# TASK:
Reproduce the records below exactly, leaving their images out.

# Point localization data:
^^^^
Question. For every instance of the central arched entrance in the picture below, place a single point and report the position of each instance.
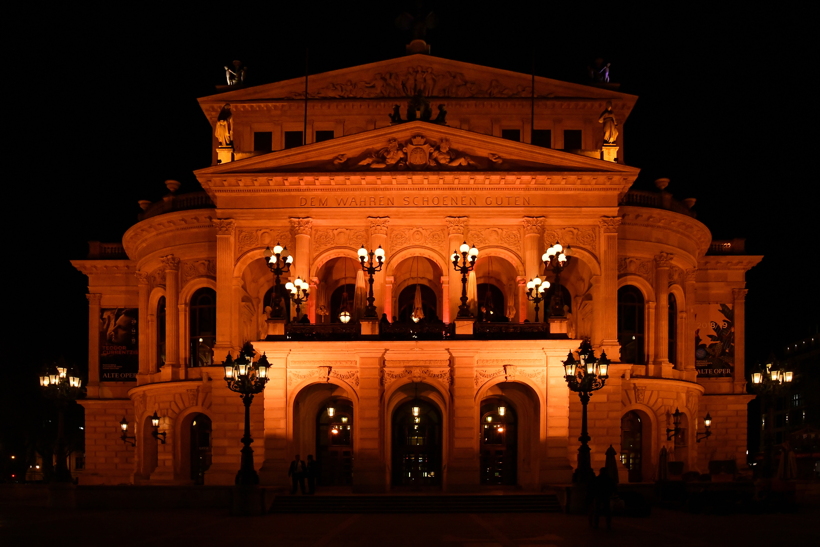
(499, 443)
(334, 443)
(416, 444)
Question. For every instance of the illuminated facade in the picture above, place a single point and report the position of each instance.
(496, 165)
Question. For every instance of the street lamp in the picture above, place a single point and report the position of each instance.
(64, 387)
(247, 378)
(464, 266)
(555, 259)
(584, 376)
(370, 267)
(535, 293)
(768, 382)
(298, 294)
(279, 261)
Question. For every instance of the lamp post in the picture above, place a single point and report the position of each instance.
(767, 383)
(464, 265)
(584, 376)
(279, 261)
(370, 267)
(535, 293)
(299, 293)
(64, 387)
(555, 259)
(247, 378)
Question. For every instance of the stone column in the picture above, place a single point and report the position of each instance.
(378, 237)
(663, 261)
(172, 324)
(606, 309)
(226, 309)
(739, 375)
(371, 471)
(456, 232)
(143, 327)
(302, 228)
(94, 312)
(686, 342)
(533, 265)
(463, 465)
(389, 280)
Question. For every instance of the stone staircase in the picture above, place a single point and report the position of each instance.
(528, 503)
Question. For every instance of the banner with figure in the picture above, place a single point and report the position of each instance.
(715, 341)
(119, 345)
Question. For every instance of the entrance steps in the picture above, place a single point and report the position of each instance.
(430, 503)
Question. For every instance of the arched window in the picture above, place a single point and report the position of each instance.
(673, 329)
(202, 327)
(631, 325)
(161, 332)
(491, 298)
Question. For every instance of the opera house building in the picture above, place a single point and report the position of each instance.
(418, 248)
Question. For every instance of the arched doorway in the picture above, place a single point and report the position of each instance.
(200, 455)
(334, 443)
(632, 445)
(416, 444)
(499, 443)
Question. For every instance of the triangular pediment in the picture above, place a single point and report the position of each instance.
(415, 147)
(433, 77)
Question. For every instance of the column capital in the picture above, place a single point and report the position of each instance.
(378, 225)
(456, 225)
(170, 262)
(663, 260)
(224, 226)
(533, 225)
(609, 224)
(301, 226)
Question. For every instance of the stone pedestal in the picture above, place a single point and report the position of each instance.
(465, 326)
(558, 325)
(224, 154)
(609, 152)
(370, 326)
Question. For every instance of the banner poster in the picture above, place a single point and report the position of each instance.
(119, 342)
(715, 341)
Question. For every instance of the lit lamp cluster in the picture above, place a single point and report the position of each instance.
(372, 262)
(247, 378)
(535, 293)
(555, 258)
(464, 264)
(585, 375)
(279, 261)
(64, 386)
(299, 293)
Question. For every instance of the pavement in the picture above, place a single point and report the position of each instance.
(36, 526)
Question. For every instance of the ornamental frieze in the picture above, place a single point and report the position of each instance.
(426, 81)
(436, 239)
(339, 237)
(262, 237)
(585, 236)
(482, 237)
(197, 268)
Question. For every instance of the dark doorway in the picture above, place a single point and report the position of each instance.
(200, 447)
(407, 298)
(417, 445)
(499, 442)
(334, 443)
(632, 445)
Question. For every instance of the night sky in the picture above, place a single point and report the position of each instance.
(104, 110)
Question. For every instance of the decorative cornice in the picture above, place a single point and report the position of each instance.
(301, 226)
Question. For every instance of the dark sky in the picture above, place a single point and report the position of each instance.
(105, 110)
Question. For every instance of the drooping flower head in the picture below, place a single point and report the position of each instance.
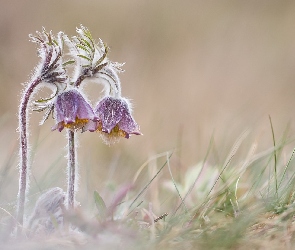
(114, 120)
(72, 110)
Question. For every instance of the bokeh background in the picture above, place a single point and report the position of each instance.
(193, 69)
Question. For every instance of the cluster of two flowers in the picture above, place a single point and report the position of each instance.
(111, 116)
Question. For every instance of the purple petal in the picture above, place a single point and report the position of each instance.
(110, 111)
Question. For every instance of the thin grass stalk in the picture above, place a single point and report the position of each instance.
(275, 156)
(71, 169)
(24, 151)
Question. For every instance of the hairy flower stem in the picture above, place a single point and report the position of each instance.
(71, 169)
(24, 151)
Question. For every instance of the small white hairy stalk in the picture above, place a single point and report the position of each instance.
(72, 170)
(48, 71)
(91, 61)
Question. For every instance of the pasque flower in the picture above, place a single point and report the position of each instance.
(114, 119)
(72, 111)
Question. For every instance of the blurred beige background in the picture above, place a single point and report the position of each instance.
(193, 68)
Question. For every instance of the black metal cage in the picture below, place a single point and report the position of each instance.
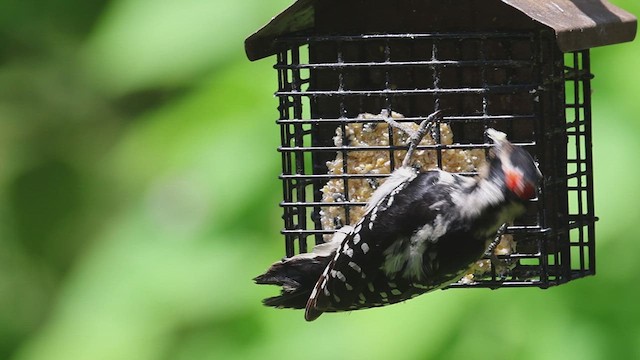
(515, 82)
(511, 65)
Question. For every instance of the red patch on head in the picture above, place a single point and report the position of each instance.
(519, 186)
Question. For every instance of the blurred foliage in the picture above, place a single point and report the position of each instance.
(138, 197)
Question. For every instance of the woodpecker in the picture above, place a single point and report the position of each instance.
(420, 232)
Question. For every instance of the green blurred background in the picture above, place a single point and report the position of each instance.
(139, 192)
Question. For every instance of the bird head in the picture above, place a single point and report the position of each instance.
(515, 165)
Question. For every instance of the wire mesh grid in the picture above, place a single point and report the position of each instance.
(513, 82)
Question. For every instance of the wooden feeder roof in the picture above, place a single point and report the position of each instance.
(578, 24)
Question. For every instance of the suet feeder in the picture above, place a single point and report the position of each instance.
(520, 66)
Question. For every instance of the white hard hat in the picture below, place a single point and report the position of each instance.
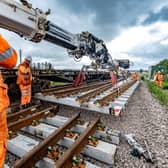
(28, 58)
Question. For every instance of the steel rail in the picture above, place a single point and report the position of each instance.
(15, 116)
(77, 90)
(15, 126)
(65, 160)
(86, 97)
(73, 90)
(57, 88)
(40, 151)
(115, 93)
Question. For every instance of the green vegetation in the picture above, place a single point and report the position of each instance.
(161, 66)
(159, 93)
(52, 83)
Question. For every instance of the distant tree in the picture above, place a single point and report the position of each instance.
(141, 70)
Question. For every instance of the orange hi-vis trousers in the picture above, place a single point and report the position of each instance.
(25, 94)
(3, 138)
(3, 148)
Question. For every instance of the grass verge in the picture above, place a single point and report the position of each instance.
(160, 94)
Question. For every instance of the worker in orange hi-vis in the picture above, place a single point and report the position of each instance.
(113, 75)
(8, 59)
(156, 79)
(24, 80)
(160, 79)
(135, 76)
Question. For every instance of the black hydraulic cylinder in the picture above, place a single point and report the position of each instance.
(59, 36)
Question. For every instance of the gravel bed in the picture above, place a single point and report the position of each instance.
(146, 118)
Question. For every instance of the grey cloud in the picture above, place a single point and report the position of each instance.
(111, 15)
(162, 15)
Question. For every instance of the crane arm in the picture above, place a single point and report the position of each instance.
(33, 25)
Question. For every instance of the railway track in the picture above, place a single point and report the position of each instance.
(71, 91)
(98, 97)
(76, 136)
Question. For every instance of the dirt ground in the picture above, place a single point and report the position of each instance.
(144, 117)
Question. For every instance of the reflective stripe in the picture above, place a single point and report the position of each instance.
(26, 92)
(6, 54)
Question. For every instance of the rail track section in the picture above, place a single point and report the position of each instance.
(102, 98)
(75, 135)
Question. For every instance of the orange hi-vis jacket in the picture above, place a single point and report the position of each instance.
(4, 103)
(24, 74)
(8, 56)
(8, 59)
(160, 77)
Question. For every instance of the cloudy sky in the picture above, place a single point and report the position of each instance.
(132, 29)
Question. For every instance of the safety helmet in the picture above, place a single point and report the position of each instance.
(28, 58)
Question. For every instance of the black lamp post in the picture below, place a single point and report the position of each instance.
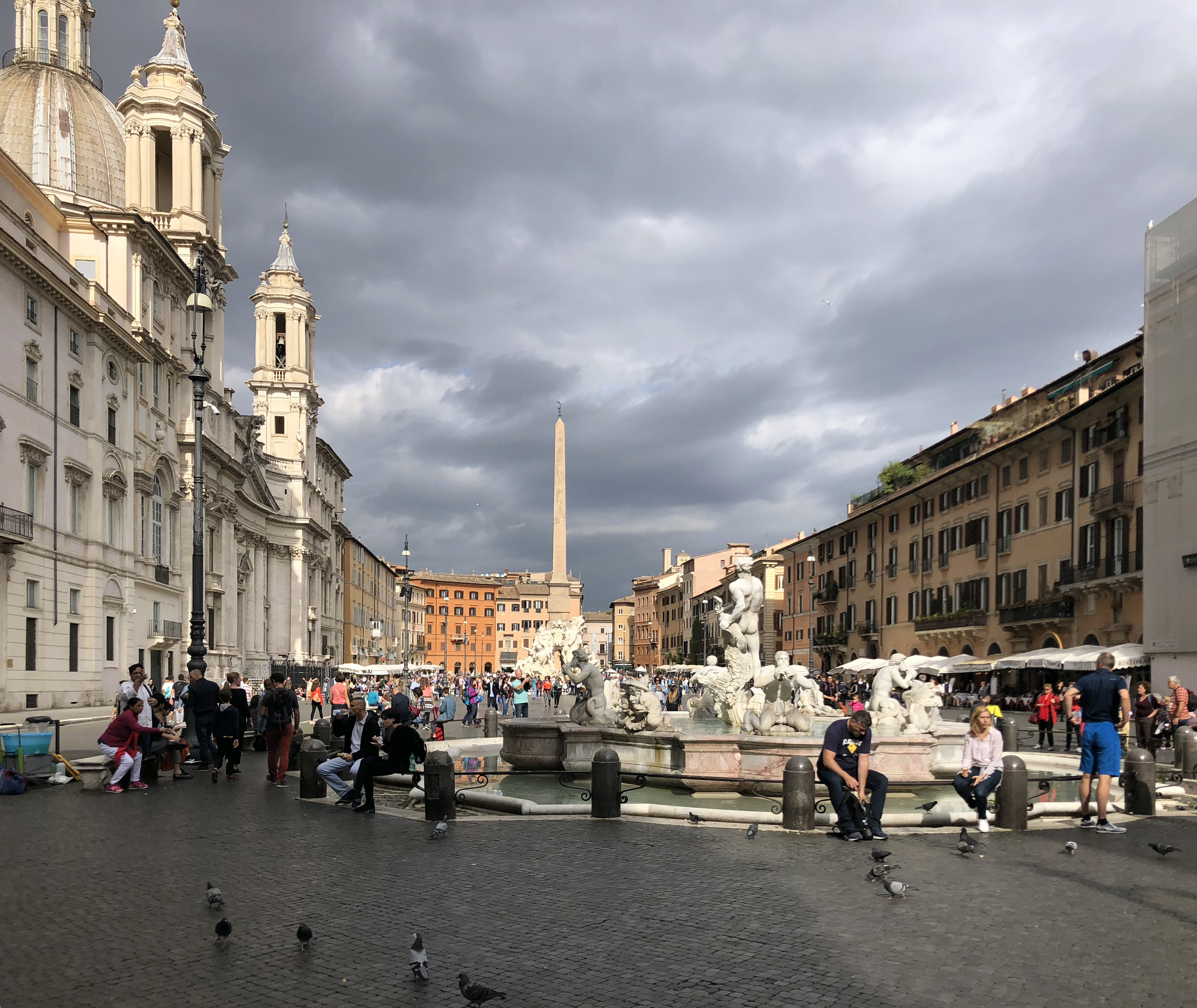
(200, 304)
^^^^
# ANSWER SECTION:
Question. For every instance of the central arched entrance in the picture below, place a single point and report the position of each instance.
(499, 443)
(334, 443)
(416, 444)
Question. For every instance of the illuminated facade in the picture above, place a single point and report the position of each instance.
(496, 165)
Question. For every instance of the street lamp in the picture above, place a single point and report the position of each instance.
(64, 387)
(247, 378)
(464, 266)
(555, 259)
(584, 376)
(370, 267)
(535, 293)
(768, 382)
(298, 294)
(279, 261)
Question. For every instance of the lamp post in the picture above, place a single point and report the position of each instance.
(767, 383)
(464, 265)
(584, 376)
(279, 261)
(370, 267)
(535, 293)
(299, 293)
(64, 387)
(555, 259)
(247, 378)
Question. For every instance of the stone column in the picture above, place a single point and report the position of each instance.
(378, 237)
(663, 261)
(172, 324)
(606, 309)
(226, 309)
(739, 375)
(371, 471)
(456, 232)
(143, 327)
(302, 228)
(94, 312)
(686, 342)
(533, 265)
(463, 465)
(389, 280)
Question. For every instance of the stone staircase in the picture above, place a single point and report the position of each instance.
(528, 503)
Question. For every instance of the banner with figure in the picture above, place a single point and report the position of each instance.
(715, 341)
(119, 345)
Question. For every instance of the entrance steps in the picture above, place a single point and report the position of each instance.
(430, 503)
Question. For every instance of the arched window in the picture above, place a single point and report the position of each instance.
(673, 329)
(202, 327)
(631, 325)
(161, 332)
(491, 298)
Question. For every instance of the opera house building in the picture above, place a single point and report the position of each instance.
(418, 248)
Question. For every instance of the arched doorway in the picture above, place a single point and report the position of each instance.
(200, 455)
(334, 443)
(632, 445)
(416, 444)
(499, 443)
Question. For every instance of the triangular pediment in the picture above, place a single point and report the position of each instance.
(415, 147)
(433, 77)
Question. For every instance of the column capital in the picture above, place a single point and report the position of each instance.
(378, 225)
(456, 225)
(170, 262)
(663, 260)
(224, 226)
(533, 225)
(609, 224)
(301, 226)
Question. For every instance of the stone pedestal in the picture above, place a single point and report the position of each instance.
(465, 326)
(558, 325)
(224, 154)
(609, 152)
(370, 326)
Question. For every instance of the banner poster in the picture above, place a single point and report the position of each instance.
(119, 342)
(715, 341)
Question. For every instance of the lit lamp cluster in the picture above, place a single point and report the position of each instance.
(372, 262)
(247, 378)
(535, 293)
(555, 258)
(464, 264)
(585, 375)
(279, 261)
(64, 386)
(299, 293)
Question. For every instance of the pavement in the picture above, place a single point and report the position of each instance.
(36, 526)
Question. For every instance of the ornamental frieze in the picture above, place a single point and report the position of each instance.
(426, 81)
(436, 239)
(339, 237)
(262, 237)
(585, 236)
(482, 237)
(197, 268)
Question. For every instance of the dark doorway in the picture above, place a single point and report the position of each instance.
(200, 447)
(407, 298)
(417, 445)
(499, 442)
(334, 443)
(632, 445)
Question. For every instance of the night sky in the picture above, place a single point and report the position of each instance.
(104, 110)
Question. For every instance of the decorative cornice in the picture above, place a single point and report the position of each instance.
(301, 226)
Question. For every instance of the dark sky in the picture above, place a single point and report the position of each instance.
(105, 110)
Question. For every instance of the drooping flower head in the picture below, place a single point and report the position of each instance.
(114, 120)
(72, 110)
Question. For every instance of the bokeh background in the picture above, place a single point and report the position of each instance.
(193, 69)
Question. For every instance of the cluster of two flowers in the picture above, place a single point and report the position of each instance.
(111, 116)
Question. For every instance of the purple petal in the picture above, place a single point and report the position of each instance.
(110, 111)
Question. For every instance of the thin grass stalk in the picture above, place a single point and report the position of each instance.
(275, 156)
(71, 169)
(24, 151)
Question. For every instance of the hairy flower stem in the picture above, place a single point and report the position of each instance.
(71, 169)
(24, 151)
Question. For every instance of the small white hairy stalk in the picture above, place a single point and report the position of each instance.
(72, 170)
(48, 71)
(91, 61)
Question. For every instance of the pasque flower in the picture above, place a single point and report the position of each instance.
(114, 119)
(72, 111)
Question. For every instance of the blurred beige background in the picture above, place a single point and report the position of each instance.
(193, 68)
Question. For every instance of the black metal cage in the picture below, place a single point and report the position of each instance.
(515, 82)
(511, 65)
Question. For every instance of the red patch on head in the picture above, place a single point and report the position of each instance.
(519, 186)
Question. For every instance of the blurred foliage in the picture above, place a single point and report the position of each instance.
(138, 197)
Question. For every instance of the woodpecker in the picture above, place a single point and report the position of each instance.
(420, 232)
Question. For every instance of the green blurred background in the picture above, place a single point and report the position of each instance.
(139, 192)
Question. For every instance of the bird head in the picture above, place a single point and report the position of each instance.
(515, 165)
Question. For every instance of the wire mesh grid in the picture above, place a single point and report the position of each instance.
(513, 82)
Question. For every instance of the wooden feeder roof in the picture above, place a single point and report the position of each instance.
(578, 24)
Question. For every instance of the suet feeder in the picture above, place a single point and report the position of each instance.
(520, 66)
Question. For every instance of the white hard hat in the picture below, place a single point and report the position of each instance.
(28, 58)
Question. For every instance of the steel rail in the picture above, place a single point and report the position of each instance.
(15, 116)
(77, 90)
(15, 126)
(65, 160)
(86, 97)
(73, 90)
(57, 88)
(40, 151)
(115, 93)
Question. For every instance of the green vegetation in the picture above, place a single point and report the position of each instance.
(161, 66)
(159, 93)
(52, 83)
Question. For every instance of the distant tree in the picture above, place a single point and report the position of each instance.
(141, 70)
Question. For every instance of the orange hi-vis trousers in the picture above, place a single point and report the position of each instance.
(25, 94)
(3, 138)
(3, 148)
Question. For every instance of the grass verge in the picture above, place a single point and report the position of each instance.
(160, 94)
Question. For every instance of the worker in orange hi-vis in the picture above, place a single point and report the position of each instance.
(113, 75)
(8, 59)
(156, 79)
(24, 80)
(160, 79)
(135, 76)
Question. For every instance of the black hydraulic cylinder in the picture above, place a single point and report the position of each instance.
(59, 36)
Question. For every instance of the gravel bed in the picture above, place a single point and report the position of each instance.
(146, 118)
Question. For every instance of the grey cloud in the picture above, place a single point and report the position of each instance.
(111, 15)
(162, 15)
Question. For every instance of the crane arm in the picture above, place a single point and report the position of each instance.
(33, 25)
Question. For every instance of the railway track in the picture above, place a single point and report the position of each instance.
(71, 91)
(98, 97)
(76, 136)
Question. For every instance of the dirt ground in the picture above, place a single point and report the position of each instance.
(144, 117)
Question. For every instance of the reflective stripe in the picture above, place a single point and report the position of each instance.
(26, 92)
(6, 54)
Question. For every instance of the rail track section in the picture above, place a single point and report the position of each instance.
(102, 98)
(75, 135)
Question. For every instance of the orange hi-vis jacket in the picture above, place a single point and report the position of each instance.
(4, 103)
(24, 74)
(8, 56)
(8, 59)
(160, 77)
Question. For every instance of the cloudy sky in the picture above, place a single point and report the position of each instance.
(132, 29)
Question. For every instance of the safety helmet in the picture above, place a single point and report the position of each instance.
(28, 58)
Question. For every instance of the black lamp post in the picture below, place a single point and report the position of each instance.
(200, 304)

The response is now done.